_DAFTAR TUGAS_
A - Dalam tulisan tentang kecanduan membaca, buku apa yang menjadi kesayangan penulis ketika masih SD?
B - Lanjutkan tulisan tentang kecanduan membaca itu, mulai dari kalimat sesudah kalimat terakhirnya.

_DOKUMEN SUMBER_

Entah sejak kapan persisnya saya
kecanduan buku atau lebih tepatnya bacaan. Kecanduan bukan sekadar suka, lho. Sedetik saja tanpa kehadiran bacaan maka
serasa hidupku tidak berwarna (monochrome dong). Apapun aku baca. Buku,
majalah, koran bahkan koran bekas pembungkus kacang tidak langsung aku buang
begitu menghabiskan isinya. Koran itu aku baca dulu bahkan sekiranya isinya menarik
maka aku simpan sebagai arsip.
Sayangnya, kecanduanku ini tidak terlalu
diapresiasi oleh orang tuaku terutama Bapak. Untuk menuntaskan kehausanku akan
bacaan, Bapak senantiasa membelikanku buku-buku cetak untuk keperluan sekolah.
“Cukup baca buku sekolah saja itu akan membuatmu pandai. Selain
buku sekolah tidak perlu dibaca, hanya bikin bodoh saja” demikian doktrin
Bapak.
|
As a good girl, saya menurut. Aku pun hanya membaca
buku-buku cetak yang diwajibkan di sekolah. Bahasa Indonesia, IPA, IPS, PMP,
PSPB, kesenian serta matematika. (Itu semua pelajaranku waktu zaman SD lho).
Dari kesemuanya, saya paling suka membaca
buku sejarah. Tak heran, saya sampai hapal nama-nama pahlawan,
peristiwa-peristiwa penting, kebudayaan maupun keunikan suatu daerah, dan
sebagainya. Buku kesayanganku saat itu adalah buku pintar yang tebalnya
melebihi tebalnya bantal tipisku.
Nyatanya semua itu tak bisa menuntaskan
hasrat membacaku. Apalagi ketika di
sekolah beberapa teman “meracuniku” dengan majalah anak, buku cerita maupun
komik. Aku yang mulanya “lurus” hanya membaca bacaan “bermutu” pelan-pelan ikut
terkontaminasi. Girang sekali rasanya saat dipinjamkan bacaan-bacaan tersebut. Namun
sayangnya, si empunya buku lebih banyak pelitnya daripada baiknya. Buku atau
majalah miliknya hanya dipamerkan kepada kami tanpa boleh dipinjamkan. Huhuhu
rasanya sangat menyebalkan.
Rasa kesal sekaligus penasaran itu
membuatku kemudian “melenceng” saat ke toko buku untuk membeli buku-buku
keperluan sekolah. Kebetulan di dekat rumahku ada beberapa toko buku dengan
koleksi buku yang lumayan lengkap.

_INFORMASI YANG DIBERIKAN_
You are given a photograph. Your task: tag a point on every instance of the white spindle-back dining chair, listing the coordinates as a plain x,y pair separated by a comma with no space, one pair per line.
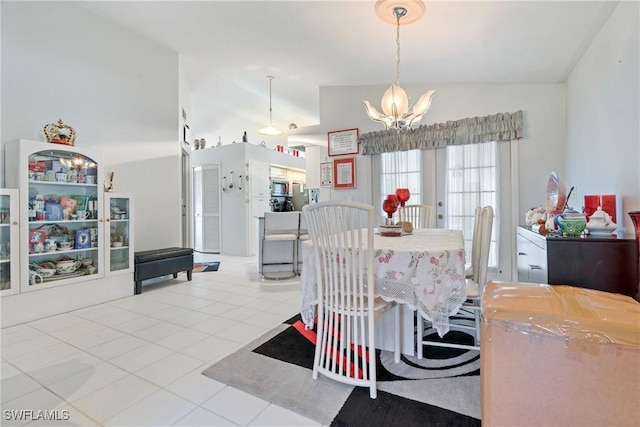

_HASIL TIAP TUGAS_
A - Buku pintar yang tebalnya melebihi tebal bantal tipis penulis.

B -
Usai membeli buku keperluan sekolah, aku
kemudian memberanikan diri melongok
bagian buku cerita dan majalah anak. Tentu
saja aku perginya seorang diri atau bersama teman. Meski masih SD tapi saya kemana-mana sudah
berani seorang diri baik itu untuk membeli kebutuhan sekolah maupun ke rumah
teman dengan naik pete-pete (angkot). Alhamdulillah, situasi saat itu masih aman terkendali tentu saja berbeda
dengan sekarang.
Satu dua kali saya hanya berani melongok
dan membuka-buka halaman demi halaman majalah anak tersebut. Bukannya puas,
saya justru semakin penasaran. Rasanya tidak puas hanya melihat. Ingin rasanya bisa
memiliki bacaan-bacaan tersebut. Hingga kemudian, entah keberanian dari mana
aku kemudian nekad membeli majalah anak pertamaku.
“Aih, abis beli majalah ya? Saya lapor
Bapak lo….” Saat tengah
asyik membaca majalah secara sembunyi-sembunyi rupanya salah seorang adikku
memergokiku.
“Bukan beli. Ini minjam, kok….” Elakku. Aku terpaksa berbohong. Aku tahu
konsekuensi apa yang akan aku dapatkan kalau sampai Bapak melihatku membaca
majalah apalagi sampai tahu aku membeli majalah.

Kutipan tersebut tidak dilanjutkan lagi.